→ WHAT YOU SHOULD DO:
In the records below, begin at the line that has "Note: spot the striped" and stop after the line that has "Target: pink blurred background"; quote those lines verbatim and nothing more.

(GIVEN RECORDS)

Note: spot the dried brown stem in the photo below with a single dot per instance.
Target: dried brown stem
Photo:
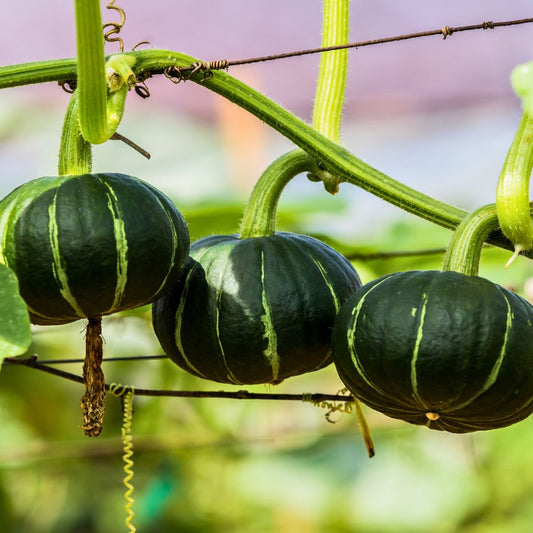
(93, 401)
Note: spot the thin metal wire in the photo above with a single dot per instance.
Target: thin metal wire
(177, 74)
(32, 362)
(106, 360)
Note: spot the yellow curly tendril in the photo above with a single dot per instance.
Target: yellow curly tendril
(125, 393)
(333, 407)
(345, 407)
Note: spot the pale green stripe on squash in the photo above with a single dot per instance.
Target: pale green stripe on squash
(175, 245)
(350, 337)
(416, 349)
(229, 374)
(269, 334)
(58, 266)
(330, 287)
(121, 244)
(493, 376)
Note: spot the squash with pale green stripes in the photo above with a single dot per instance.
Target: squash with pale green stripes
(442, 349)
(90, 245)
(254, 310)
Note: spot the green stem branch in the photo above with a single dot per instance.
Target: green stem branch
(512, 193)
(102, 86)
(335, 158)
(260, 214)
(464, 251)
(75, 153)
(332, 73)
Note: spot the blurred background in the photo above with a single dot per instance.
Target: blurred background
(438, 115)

(End GIVEN RECORDS)
(GIVEN RECORDS)

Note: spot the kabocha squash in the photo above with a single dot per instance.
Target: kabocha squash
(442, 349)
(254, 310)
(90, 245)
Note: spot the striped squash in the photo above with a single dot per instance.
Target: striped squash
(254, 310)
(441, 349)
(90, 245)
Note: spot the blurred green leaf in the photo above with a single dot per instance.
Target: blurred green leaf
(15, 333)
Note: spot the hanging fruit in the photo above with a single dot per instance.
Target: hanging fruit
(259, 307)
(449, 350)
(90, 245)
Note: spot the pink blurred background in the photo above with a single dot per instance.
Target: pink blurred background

(End GIVEN RECORDS)

→ SOLUTION FOR THIS EXERCISE:
Note: spot the striped squash in the photo above with a single dot per instance.
Target: striped squash
(254, 310)
(441, 349)
(90, 245)
Note: spot the blurred green leaf in the photo above with a single dot per instance.
Target: blurred green leaf
(15, 333)
Note: spot the hanging fruit in the photo above with a single dot per instance.
Target: hanging fruit
(259, 307)
(449, 350)
(90, 245)
Note: spot the pink blurred background in the photo above with a single dot per instance.
Target: pink blurred background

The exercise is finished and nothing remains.